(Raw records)
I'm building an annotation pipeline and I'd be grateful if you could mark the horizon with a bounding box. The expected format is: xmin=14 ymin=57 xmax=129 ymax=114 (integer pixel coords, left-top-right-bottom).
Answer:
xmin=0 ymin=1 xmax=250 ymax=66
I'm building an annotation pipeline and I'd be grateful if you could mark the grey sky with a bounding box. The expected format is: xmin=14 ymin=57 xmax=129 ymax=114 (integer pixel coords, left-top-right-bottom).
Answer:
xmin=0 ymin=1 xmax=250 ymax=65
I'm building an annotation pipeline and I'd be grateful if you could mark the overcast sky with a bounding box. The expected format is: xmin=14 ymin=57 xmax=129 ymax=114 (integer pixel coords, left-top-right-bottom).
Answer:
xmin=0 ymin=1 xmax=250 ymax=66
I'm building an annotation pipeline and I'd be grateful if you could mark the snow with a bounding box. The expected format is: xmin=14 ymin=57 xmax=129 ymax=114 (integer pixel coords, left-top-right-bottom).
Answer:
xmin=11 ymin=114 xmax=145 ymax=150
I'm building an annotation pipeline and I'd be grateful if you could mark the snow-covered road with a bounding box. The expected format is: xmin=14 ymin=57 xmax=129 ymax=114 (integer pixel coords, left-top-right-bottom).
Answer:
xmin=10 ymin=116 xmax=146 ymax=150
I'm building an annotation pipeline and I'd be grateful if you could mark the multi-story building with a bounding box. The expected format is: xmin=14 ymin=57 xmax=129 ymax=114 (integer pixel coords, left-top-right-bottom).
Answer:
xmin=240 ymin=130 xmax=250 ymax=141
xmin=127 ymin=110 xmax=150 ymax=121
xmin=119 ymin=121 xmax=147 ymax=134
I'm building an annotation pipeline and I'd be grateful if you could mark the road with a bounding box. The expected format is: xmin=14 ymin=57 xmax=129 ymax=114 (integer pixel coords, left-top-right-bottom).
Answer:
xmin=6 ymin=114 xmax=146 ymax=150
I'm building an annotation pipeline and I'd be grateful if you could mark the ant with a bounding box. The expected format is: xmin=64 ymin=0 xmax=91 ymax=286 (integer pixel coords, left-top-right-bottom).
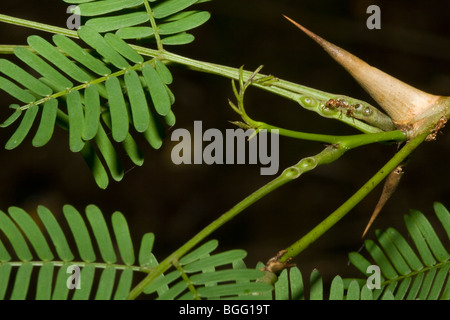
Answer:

The request:
Reproduce all of the material above word for word, leaving out the picture.

Answer to this task:
I'm building an annotation pipeline and I'd be grateful if you could mark the horizon with a bounding box. The expected format is: xmin=14 ymin=57 xmax=129 ymax=114 (integer pixel coords, left-top-right-bottom).
Answer:
xmin=0 ymin=1 xmax=250 ymax=66
I'm building an annotation pipeline and I'd be grateful if you could mark the grey sky with a bounding box. The expected format is: xmin=14 ymin=57 xmax=129 ymax=114 (integer pixel coords, left-top-right-bottom).
Answer:
xmin=0 ymin=1 xmax=250 ymax=65
I'm building an annotation pipeline and I'd be grateful if you could mark the overcast sky with a bounding box. The expected format is: xmin=14 ymin=57 xmax=129 ymax=114 (integer pixel coords, left-top-right-bottom).
Answer:
xmin=0 ymin=1 xmax=250 ymax=66
I'm building an annotation pipeline and I'd be grateful if you could mark the snow with a bounding box. The expected format is: xmin=14 ymin=57 xmax=129 ymax=114 (integer pixel coords, left-top-right-bottom).
Answer:
xmin=11 ymin=114 xmax=145 ymax=150
I'm building an annotation pipeline and I'd be grateful if you could mark the snow-covered road with a bounding box. The expected format is: xmin=14 ymin=57 xmax=129 ymax=114 (integer pixel coords, left-top-right-bottom).
Answer:
xmin=10 ymin=116 xmax=146 ymax=150
I'm building an annotation pipeline and I'd be grateful if you could mark the multi-story building with a bounding box. The expected format is: xmin=14 ymin=57 xmax=129 ymax=114 (integer pixel coords, left-top-right-bottom).
Answer:
xmin=240 ymin=130 xmax=250 ymax=141
xmin=127 ymin=110 xmax=150 ymax=121
xmin=119 ymin=121 xmax=147 ymax=134
I'm building an annotation pipeline and I'd be grateful if you could mark the road with a bounding box. The expected format is: xmin=14 ymin=57 xmax=129 ymax=114 (integer pixel coords, left-top-right-bottom).
Answer:
xmin=6 ymin=114 xmax=146 ymax=150
I'm building an annotation pipeline and I'd be grateful if you could mark the ant with a bounding box. The expected format is: xmin=64 ymin=0 xmax=91 ymax=286 (integer pixel coords, left-top-right-bottom).
Answer:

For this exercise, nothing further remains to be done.